CONSIGNE A | Recopiez tels quels les enregistrements, depuis leur début jusqu'à la ligne contenant « MULTIPOLYGON (((570 125, 513 », celle-ci comprise. N'incluez pas les images dans votre réponse.

··· TEXTE À LIRE ···

Le prince Eugène attacha à ses responsabilités ses valeurs personnelles : courage physique, loyauté envers son souverain, honnêteté, contrôle de soi en toutes circonstances. Il attendait ces mêmes qualités de la part de ses commandants. L'approche du prince Eugène était dictatoriale, mais il était prêt à coopérer avec des individus qu'il considérait comme son égal, comme Baden ou Marlborough. Il en résultait un personnage austère, inspirant davantage le respect et l'admiration que l'affection[96]. La grande statue équestre au centre de Vienne commémore les réalisations du prince Eugène. Est inscrit sur un des côtés : « Au conseiller avisé de trois Empereurs », et sur l'autre, « Au glorieux conquérant des ennemis de l'Autriche »[91].

Documentaire

  • Eugéne de Savoie et l'Empire Ottoman, documentaire en deux parties réalisé par Heinz Leger en 2022.

Titres

En honneur d'Eugène, quatre navires de guerre dans différentes marines portèrent son nom :

  • SMS Prinz Eugen, k.u.k. Kriegsmarine : bateau de guerre classe Tegetthoff construit en 1912 ;
  • HMS Prince Eugene (en), Royal Navy : bateau type monitor de classe Lord Clive (en) construit en 1915 ;
  • Eugenio di Savoia, Regia Marina : croiseur léger de classe Condottieri type Duca d'Aosta construit en 1935 ;
  • Prinz Eugen, Kriegsmarine : croiseur lourd de classe Admiral Hipper construit en 1938.

Ascendance

Notes et références

Notes

  1. Il s'agissait là de la violation d'une règle que Louis XIV ne pouvait tolérer. On a avancé d'autres raisons. Louvois, secrétaire d'État à la Guerre, détestait la mère d'Eugène après qu'elle lui eut refusé une proposition de mariage entre sa fille et le fils de Louvois[6].

··· ENREGISTREMENTS EXTRAITS ···

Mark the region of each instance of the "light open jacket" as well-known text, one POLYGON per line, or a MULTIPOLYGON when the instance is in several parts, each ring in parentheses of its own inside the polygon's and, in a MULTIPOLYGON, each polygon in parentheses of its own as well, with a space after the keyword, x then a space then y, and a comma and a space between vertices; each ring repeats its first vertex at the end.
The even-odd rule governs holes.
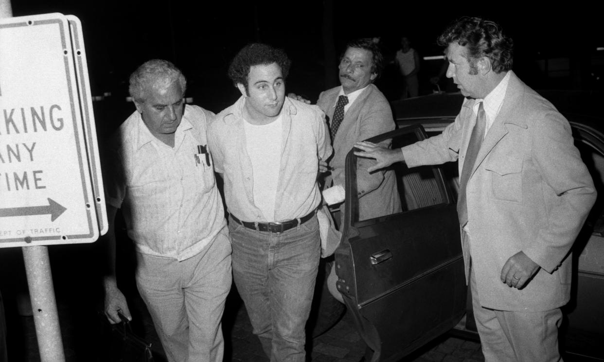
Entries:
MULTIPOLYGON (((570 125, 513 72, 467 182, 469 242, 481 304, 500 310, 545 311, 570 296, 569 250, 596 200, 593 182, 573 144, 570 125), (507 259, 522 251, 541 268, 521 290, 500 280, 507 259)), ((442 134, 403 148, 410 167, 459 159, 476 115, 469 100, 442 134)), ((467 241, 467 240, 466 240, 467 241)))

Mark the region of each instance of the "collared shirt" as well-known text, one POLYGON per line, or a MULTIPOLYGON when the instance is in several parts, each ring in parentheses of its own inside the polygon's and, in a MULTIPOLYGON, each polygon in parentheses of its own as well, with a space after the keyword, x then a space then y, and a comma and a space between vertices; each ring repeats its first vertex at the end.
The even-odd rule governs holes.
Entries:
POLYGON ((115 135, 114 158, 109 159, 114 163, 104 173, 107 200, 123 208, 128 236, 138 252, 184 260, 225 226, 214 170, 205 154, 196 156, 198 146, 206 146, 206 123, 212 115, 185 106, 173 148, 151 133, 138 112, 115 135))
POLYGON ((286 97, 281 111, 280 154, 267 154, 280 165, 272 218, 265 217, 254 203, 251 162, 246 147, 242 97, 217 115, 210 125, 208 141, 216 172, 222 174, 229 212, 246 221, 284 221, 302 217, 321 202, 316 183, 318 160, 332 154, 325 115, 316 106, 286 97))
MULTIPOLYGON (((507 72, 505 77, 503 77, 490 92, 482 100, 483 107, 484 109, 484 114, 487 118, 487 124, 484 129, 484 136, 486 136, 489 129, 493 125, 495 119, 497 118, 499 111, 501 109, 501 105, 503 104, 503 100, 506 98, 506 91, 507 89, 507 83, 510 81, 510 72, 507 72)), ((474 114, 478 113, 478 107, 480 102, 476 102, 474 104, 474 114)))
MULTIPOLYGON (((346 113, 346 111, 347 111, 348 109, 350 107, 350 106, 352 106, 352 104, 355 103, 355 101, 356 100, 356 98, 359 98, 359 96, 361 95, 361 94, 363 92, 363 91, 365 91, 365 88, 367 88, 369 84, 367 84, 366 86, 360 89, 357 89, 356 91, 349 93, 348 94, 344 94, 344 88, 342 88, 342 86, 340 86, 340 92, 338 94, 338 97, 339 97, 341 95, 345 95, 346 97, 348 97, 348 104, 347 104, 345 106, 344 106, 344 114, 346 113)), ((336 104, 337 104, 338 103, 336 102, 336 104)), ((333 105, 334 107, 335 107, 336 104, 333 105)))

···

CONSIGNE B | Selon le texte à lire, en quelle année fut construit le croiseur lourd Prinz Eugen de la Kriegsmarine ?

SOLUTION A |
Mark the region of each instance of the "light open jacket" as well-known text, one POLYGON per line, or a MULTIPOLYGON when the instance is in several parts, each ring in parentheses of its own inside the polygon's and, in a MULTIPOLYGON, each polygon in parentheses of its own as well, with a space after the keyword, x then a space then y, and a comma and a space between vertices; each ring repeats its first vertex at the end.
The even-odd rule governs holes.
Entries:
MULTIPOLYGON (((570 125, 513 72, 467 182, 469 242, 481 304, 500 310, 545 311, 570 296, 569 250, 596 200, 593 182, 573 144, 570 125), (507 259, 522 251, 541 268, 521 290, 500 280, 507 259)), ((442 134, 403 148, 410 167, 459 159, 476 115, 469 100, 442 134)), ((467 241, 467 240, 466 240, 467 241)))

SOLUTION B | En 1938.